(Extracted data Opens)

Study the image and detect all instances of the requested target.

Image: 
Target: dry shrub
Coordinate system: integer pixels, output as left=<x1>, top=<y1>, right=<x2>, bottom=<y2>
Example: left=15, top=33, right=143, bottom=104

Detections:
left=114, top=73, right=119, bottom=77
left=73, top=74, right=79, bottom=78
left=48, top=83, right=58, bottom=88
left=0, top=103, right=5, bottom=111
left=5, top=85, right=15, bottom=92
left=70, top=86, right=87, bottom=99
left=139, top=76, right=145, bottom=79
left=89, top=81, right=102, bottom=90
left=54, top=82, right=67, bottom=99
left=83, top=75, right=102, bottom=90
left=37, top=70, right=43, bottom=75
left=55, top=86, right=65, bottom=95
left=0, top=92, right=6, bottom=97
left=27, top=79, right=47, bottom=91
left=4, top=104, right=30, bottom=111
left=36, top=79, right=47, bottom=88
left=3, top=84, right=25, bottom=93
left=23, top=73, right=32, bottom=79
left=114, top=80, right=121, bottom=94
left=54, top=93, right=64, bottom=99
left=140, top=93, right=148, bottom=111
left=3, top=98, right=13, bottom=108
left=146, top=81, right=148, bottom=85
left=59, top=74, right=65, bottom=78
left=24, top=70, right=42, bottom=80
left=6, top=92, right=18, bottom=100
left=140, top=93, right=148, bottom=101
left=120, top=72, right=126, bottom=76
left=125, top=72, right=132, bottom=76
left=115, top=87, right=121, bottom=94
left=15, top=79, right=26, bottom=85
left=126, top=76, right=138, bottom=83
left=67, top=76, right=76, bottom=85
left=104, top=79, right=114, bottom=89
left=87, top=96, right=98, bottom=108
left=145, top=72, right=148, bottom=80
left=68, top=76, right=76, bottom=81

(Extracted data Closes)

Reproduce every line of the data so that nothing differs from the original.

Study the image and detect all instances of the requested target.

Image: 
Target: dry shrub
Coordinate system: integer pixels, output as left=<x1>, top=<y1>, right=<x2>, bottom=<y2>
Example: left=15, top=33, right=143, bottom=104

Detections:
left=114, top=73, right=119, bottom=77
left=73, top=74, right=79, bottom=78
left=48, top=83, right=58, bottom=88
left=0, top=103, right=5, bottom=111
left=5, top=85, right=15, bottom=92
left=70, top=86, right=87, bottom=99
left=139, top=76, right=145, bottom=79
left=89, top=81, right=102, bottom=90
left=54, top=82, right=67, bottom=99
left=83, top=75, right=102, bottom=90
left=37, top=70, right=43, bottom=75
left=55, top=86, right=65, bottom=95
left=0, top=92, right=6, bottom=97
left=27, top=79, right=47, bottom=91
left=4, top=104, right=30, bottom=111
left=36, top=79, right=47, bottom=88
left=3, top=84, right=25, bottom=93
left=23, top=73, right=32, bottom=79
left=114, top=80, right=121, bottom=94
left=54, top=93, right=64, bottom=99
left=140, top=93, right=148, bottom=111
left=3, top=98, right=13, bottom=108
left=146, top=81, right=148, bottom=85
left=59, top=74, right=65, bottom=78
left=24, top=70, right=42, bottom=80
left=6, top=92, right=18, bottom=100
left=140, top=93, right=148, bottom=101
left=120, top=72, right=126, bottom=76
left=125, top=72, right=132, bottom=76
left=115, top=87, right=121, bottom=94
left=15, top=79, right=26, bottom=85
left=126, top=76, right=138, bottom=83
left=67, top=76, right=76, bottom=85
left=104, top=79, right=114, bottom=89
left=87, top=96, right=98, bottom=108
left=145, top=72, right=148, bottom=80
left=68, top=76, right=76, bottom=81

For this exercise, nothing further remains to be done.